| Document |
------------
En parlant de grands désastres qui à certaines époques apparaissent également, les tremblemens de terre, les avalanches, l’auteur rappelle des dates bien connues; mais au lieu de citer les vieux livres, pourquoi ne pas être de son temps? L’affreux tremblement de terre qui, il y a quelques années, a entièrement anéanti au pied des Andes, dans la République Argentine, la ville de Mendoza, engloutissant tous ses habitans sous des amas de décombres en une nuit, les violentes secousses non moins terribles qui vers la même époque ont ébranlé la Calabre, semant partout la ruine et la mort, ouvrant dans le sol de profondes fissures, gouffres encore béans, c’étaient là des phénomènes qui pouvaient être rappelés par l’auteur : il n’en dit mot, tout est passé inaperçu pour lui ; mais il nous raconte en grands détails le tremblement de terre de Lisbonne, que tout le monde connaît, il y joint des dessins de l’époque faits à plaisir.
------------
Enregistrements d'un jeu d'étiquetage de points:
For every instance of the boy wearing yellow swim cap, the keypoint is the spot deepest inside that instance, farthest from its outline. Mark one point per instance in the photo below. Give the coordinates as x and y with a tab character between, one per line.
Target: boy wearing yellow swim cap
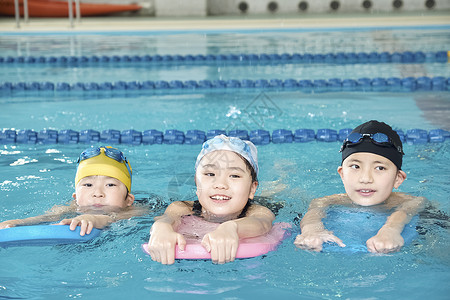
102	193
370	170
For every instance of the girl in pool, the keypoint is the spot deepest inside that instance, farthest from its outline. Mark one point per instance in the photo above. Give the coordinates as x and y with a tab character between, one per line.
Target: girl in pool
226	177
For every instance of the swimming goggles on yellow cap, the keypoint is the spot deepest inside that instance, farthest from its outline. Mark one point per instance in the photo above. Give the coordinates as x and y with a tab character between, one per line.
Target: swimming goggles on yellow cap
105	161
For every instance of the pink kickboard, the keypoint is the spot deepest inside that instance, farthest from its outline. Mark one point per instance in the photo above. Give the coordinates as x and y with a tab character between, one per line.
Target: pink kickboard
249	247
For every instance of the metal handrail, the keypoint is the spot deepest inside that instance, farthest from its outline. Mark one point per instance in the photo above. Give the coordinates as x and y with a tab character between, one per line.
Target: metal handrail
26	15
25	10
17	13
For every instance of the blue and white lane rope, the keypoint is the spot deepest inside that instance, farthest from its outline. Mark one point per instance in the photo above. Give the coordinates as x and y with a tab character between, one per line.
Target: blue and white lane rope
195	137
407	57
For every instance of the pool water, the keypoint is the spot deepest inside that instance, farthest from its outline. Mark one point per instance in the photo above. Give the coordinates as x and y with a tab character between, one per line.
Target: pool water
35	177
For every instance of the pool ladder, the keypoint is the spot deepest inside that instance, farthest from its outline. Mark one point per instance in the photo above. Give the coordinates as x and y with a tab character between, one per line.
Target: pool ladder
25	12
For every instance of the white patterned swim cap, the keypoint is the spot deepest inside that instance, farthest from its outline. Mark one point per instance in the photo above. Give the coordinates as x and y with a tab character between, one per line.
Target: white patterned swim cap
222	142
------------
| Consignes |
1/ Résumez le texte en deux phrases.
2/ D'après le texte, quelle ville de la République Argentine un tremblement de terre a-t-il entièrement anéantie ?

| Réponses par tâche |
1/ En parlant des tremblements de terre et des avalanches, l'auteur critiqué rappelle des dates bien connues, mais il ne dit mot des séismes récents qui ont anéanti Mendoza, au pied des Andes, et ébranlé la Calabre. Il raconte en revanche en grands détails le tremblement de terre de Lisbonne, que tout le monde connaît, et y joint des dessins de l'époque.

2/ La ville de Mendoza, au pied des Andes.